### Consigna 1:
Por favor, convierte en una lista breve el párrafo del fragmento que empieza con "Y cuando nos sentamos los cuatro a la mesa". Conserva sus datos principales.
### Consigna 2:
Transcribe sin cambios el texto del fragmento desde "Y cuando nos" hasta "terminamos haciendo amigos.".

### Fragmento del documento:
****
Diez años después, mi mamá me echó de casa. Lo que yo deseaba desde chica -no vivir ahí- lo transformó en un acto de violencia. Me dio la oportunidad de condenarla y decirle todas las cosas que venía atragantándome desde que tenía uso de razón. Ella aprovechó para echarme en cara todas las veces que la había desilusionado con mi falta de ambición y compromiso. Viví con mis abuelos tres años más, desde los 21 hasta los 24, y desde ahí, a dos cuadras de Parque Centenario, fui construyendo el vínculo que tengo ahora con la mujer esta que me parió, que no será el más sano, pero se sostiene por amor. A mi papá empecé a llamarlo así después de cambiarme el apellido; porque aunque me haga la progre me parece que sí necesito las etiquetas. Con mi hermana nos fuimos volviendo cómplices a la distancia, viéndonos de vez en cuando pero conteniendonos si era necesario; hasta que el año pasado me la traje a vivir conmigo y a veces no me entra en la cabeza que haya sido alguna vez la pendejita que me hacía la vida imposible.
Y cuando nos sentamos los cuatro a la mesa y yo empiezo con mi monólogo sobre el buen hablar, el absurdo del matrimonio, el machismo en las mujeres o la Luna en Acuario, me siento parte de algo. Cuando no veo a mi papá por tres semanas, extraño hablar sobre películas y Paul Auster, lo extraño a él. Cuando alguien me rompe el corazón y me siento diminuta frente al monstruo de mi incapacidad afectiva, llamo a mi mamá, porque es la única que me tranquiliza.

Yo había empezado escribiendo esto para contar que en quinto grado me sentaron al lado del peor del grado y que nos terminamos haciendo amigos.
Me estoy convirtiendo en una flojita.
****
### Material de origen:

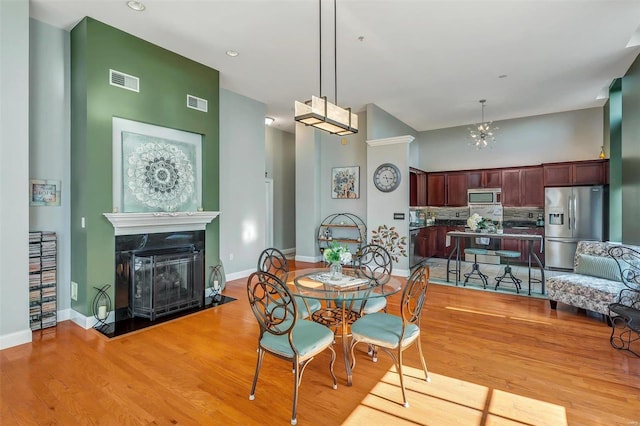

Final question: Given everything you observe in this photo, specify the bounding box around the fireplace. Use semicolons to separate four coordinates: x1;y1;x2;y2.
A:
115;231;204;321
129;246;204;321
****
### Respuesta escrita 1:
- Cuando nos sentamos los cuatro a la mesa y hago mi monólogo sobre el buen hablar, el absurdo del matrimonio, el machismo en las mujeres o la Luna en Acuario, me siento parte de algo.
- Si paso tres semanas sin ver a mi papá, extraño hablar con él de películas y de Paul Auster, y lo extraño a él.
- Cuando me rompen el corazón y me siento diminuta ante mi incapacidad afectiva, llamo a mi mamá, la única que me tranquiliza.

### Respuesta escrita 2:
Y cuando nos sentamos los cuatro a la mesa y yo empiezo con mi monólogo sobre el buen hablar, el absurdo del matrimonio, el machismo en las mujeres o la Luna en Acuario, me siento parte de algo. Cuando no veo a mi papá por tres semanas, extraño hablar sobre películas y Paul Auster, lo extraño a él. Cuando alguien me rompe el corazón y me siento diminuta frente al monstruo de mi incapacidad afectiva, llamo a mi mamá, porque es la única que me tranquiliza.

Yo había empezado escribiendo esto para contar que en quinto grado me sentaron al lado del peor del grado y que nos terminamos haciendo amigos.